**Provided passage**
········
But when the U.S. military advertised for women to join its neighborhood guard program last fall, both answered the call.

"Iraqi women are the same as Iraqi men," said Dulaimi, the businesslike leader of 42 female security guards in Baghdad's blast-scarred Adhamiya section. "We want to take back our neighborhood."

The women work in pairs, frisking female visitors for weapons and explosives at schools, hospitals, banks and government offices.

The program was set up to counter a growing threat of female suicide bombers. But even as the response from women has been enthusiastic, it has faced resistance from tradition-bound community leaders who believe that fighting insurgents is men's work.

So far, 500 women have joined the more than 90,000 Sons of Iraq, a mostly Sunni Arab guard force that helped drive out insurgents from some of the country's most dangerous areas. Unlike their male counterparts, the new Daughters of Iraq do not carry weapons and operate in just a handful of places in Baghdad, south of the capital and in Anbar province.

U.S. commanders are keen to expand the program, but such efforts would require delicate negotiations with the communities where the women would operate. And the Iraqi government has made it clear that it has no intention of retaining female recruits when U.S. forces eventually hand over responsibility for the neighborhood guards.

Cultural divide

Army Lt. Col. Jeff Broadwater, who commands the U.S. troops in Adhamiya, a walled-in Sunni enclave surrounded by Shiite Muslim neighbors, would like to assign women to checkpoints and markets, which are among the favored targets of suicide bombers. But neighborhood leaders say those places are far too exposed.

"In our culture, we can't have women standing in public on a checkpoint," said Riyad abu Mohammed, deputy commander of Adhamiya's 843 Sons of Iraq. "It isn't good for us, for her or her family."

Although Dulaimi says her two brothers encouraged her to join, other members do not hide their displeasure at the idea of female recruits.

"A woman can't do this work," snapped one of Abu Mohammed's deputies, who gave his name as Sabbah. "It is dangerous."

U.S. commanders have encountered similar obstacles when they have asked the Interior Ministry to hire more policewomen. Critics blame the rise of religious conservatives for the government's apparent reluctance to tackle the threat of female suicide bombers.

There have been at least 21 such attacks since November, according to U.S. military figures, including coordinated bombings at two pet markets that killed 99 people in February. The U.S. military believes insurgents are turning to women because they raise less suspicion and cannot be searched by men in an Islamic society.

Army Lt. Gen. Lloyd J. Austin III, commander of day-to-day operations in Iraq, was diplomatic about the frustrations expressed by some of his officers.

"It is a cultural issue," he said. "It'll be one of these things that will take some time to work through. They're a little slow in letting women be able to do some jobs. We've got to break through some barriers."

Adhamiya was once one of the more progressive Baghdad neighborhoods. It is populated largely by retired military officers and other professionals who made up the elite of Saddam Hussein's secular Baath Party.

Many of its women were once employed as teachers or administrators in government offices across the city. But when the bombing of a revered Shiite shrine in Samarra unleashed revenge killings against Sunnis in 2006, most retreated to their homes, too afraid to leave the neighborhood.

For more than a year, the tortured bodies piled up. When the old graveyard behind Abu Hanifa mosque was full, a new one was carved out of a park where families had once picnicked and children had played soccer.
········
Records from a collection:
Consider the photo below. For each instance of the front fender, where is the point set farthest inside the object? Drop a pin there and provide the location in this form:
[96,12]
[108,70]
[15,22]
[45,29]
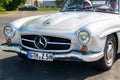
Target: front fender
[18,23]
[108,32]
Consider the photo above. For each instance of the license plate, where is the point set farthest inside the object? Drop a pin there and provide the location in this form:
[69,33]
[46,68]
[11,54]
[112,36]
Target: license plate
[40,56]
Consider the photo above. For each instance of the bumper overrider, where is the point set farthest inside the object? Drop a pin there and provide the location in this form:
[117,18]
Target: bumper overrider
[72,54]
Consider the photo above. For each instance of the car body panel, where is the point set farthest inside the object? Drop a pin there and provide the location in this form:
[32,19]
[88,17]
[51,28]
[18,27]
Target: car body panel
[65,26]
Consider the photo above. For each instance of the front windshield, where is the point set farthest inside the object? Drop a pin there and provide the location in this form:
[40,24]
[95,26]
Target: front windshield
[89,5]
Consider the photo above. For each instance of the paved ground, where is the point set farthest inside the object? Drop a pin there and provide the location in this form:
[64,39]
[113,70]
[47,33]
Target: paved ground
[14,68]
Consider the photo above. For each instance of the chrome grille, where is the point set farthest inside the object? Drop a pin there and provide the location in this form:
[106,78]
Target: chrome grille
[52,43]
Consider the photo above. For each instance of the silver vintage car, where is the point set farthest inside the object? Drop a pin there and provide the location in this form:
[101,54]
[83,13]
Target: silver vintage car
[83,30]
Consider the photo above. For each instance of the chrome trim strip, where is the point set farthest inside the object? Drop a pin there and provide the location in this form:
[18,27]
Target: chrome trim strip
[58,43]
[78,55]
[27,40]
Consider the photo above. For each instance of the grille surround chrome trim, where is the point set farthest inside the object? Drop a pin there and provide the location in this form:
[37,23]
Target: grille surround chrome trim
[51,51]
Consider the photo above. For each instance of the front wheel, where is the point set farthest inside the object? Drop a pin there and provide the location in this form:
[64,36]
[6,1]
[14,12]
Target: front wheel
[109,54]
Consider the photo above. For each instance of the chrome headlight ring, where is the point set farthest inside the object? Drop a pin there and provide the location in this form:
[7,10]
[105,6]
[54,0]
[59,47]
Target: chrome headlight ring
[9,32]
[84,37]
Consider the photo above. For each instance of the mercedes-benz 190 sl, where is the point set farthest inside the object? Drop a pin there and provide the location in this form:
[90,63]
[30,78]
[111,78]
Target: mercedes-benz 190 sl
[83,30]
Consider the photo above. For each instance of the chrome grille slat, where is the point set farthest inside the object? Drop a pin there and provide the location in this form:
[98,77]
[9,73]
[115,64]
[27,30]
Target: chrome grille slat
[27,40]
[58,43]
[53,43]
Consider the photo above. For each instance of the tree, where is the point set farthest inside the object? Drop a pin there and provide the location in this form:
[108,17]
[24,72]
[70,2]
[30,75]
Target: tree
[59,3]
[13,4]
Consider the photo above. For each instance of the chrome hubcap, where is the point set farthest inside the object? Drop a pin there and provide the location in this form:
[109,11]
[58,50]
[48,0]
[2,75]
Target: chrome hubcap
[110,52]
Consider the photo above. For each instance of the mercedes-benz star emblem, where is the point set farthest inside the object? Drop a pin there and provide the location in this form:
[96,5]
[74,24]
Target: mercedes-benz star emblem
[40,42]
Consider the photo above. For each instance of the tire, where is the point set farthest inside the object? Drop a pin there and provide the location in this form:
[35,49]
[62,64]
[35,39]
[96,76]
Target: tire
[22,56]
[109,54]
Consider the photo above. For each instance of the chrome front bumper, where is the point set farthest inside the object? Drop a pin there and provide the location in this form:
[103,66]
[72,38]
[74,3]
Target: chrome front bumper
[77,55]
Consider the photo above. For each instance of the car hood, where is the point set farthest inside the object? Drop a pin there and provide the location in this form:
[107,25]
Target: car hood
[65,20]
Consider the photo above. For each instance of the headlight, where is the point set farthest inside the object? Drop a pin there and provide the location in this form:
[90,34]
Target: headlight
[9,32]
[84,37]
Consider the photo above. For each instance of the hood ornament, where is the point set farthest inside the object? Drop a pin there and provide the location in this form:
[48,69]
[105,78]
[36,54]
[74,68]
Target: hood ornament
[47,22]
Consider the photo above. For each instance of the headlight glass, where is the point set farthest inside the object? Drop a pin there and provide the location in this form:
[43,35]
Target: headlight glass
[9,32]
[84,37]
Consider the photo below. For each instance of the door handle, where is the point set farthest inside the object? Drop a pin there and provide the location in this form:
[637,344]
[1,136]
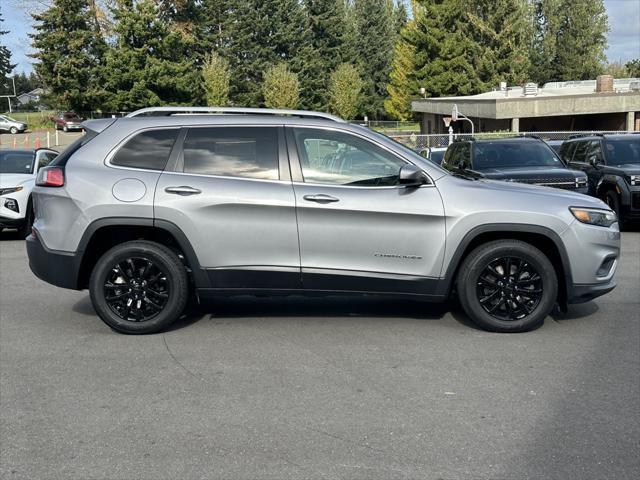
········
**Exercise details**
Please retype the part of the article on Iraq's female neighborhood guards between "U.S. commanders are" and "the neighborhood guards.", inclusive. The records are not needed here.

**Solution to this task**
U.S. commanders are keen to expand the program, but such efforts would require delicate negotiations with the communities where the women would operate. And the Iraqi government has made it clear that it has no intention of retaining female recruits when U.S. forces eventually hand over responsibility for the neighborhood guards.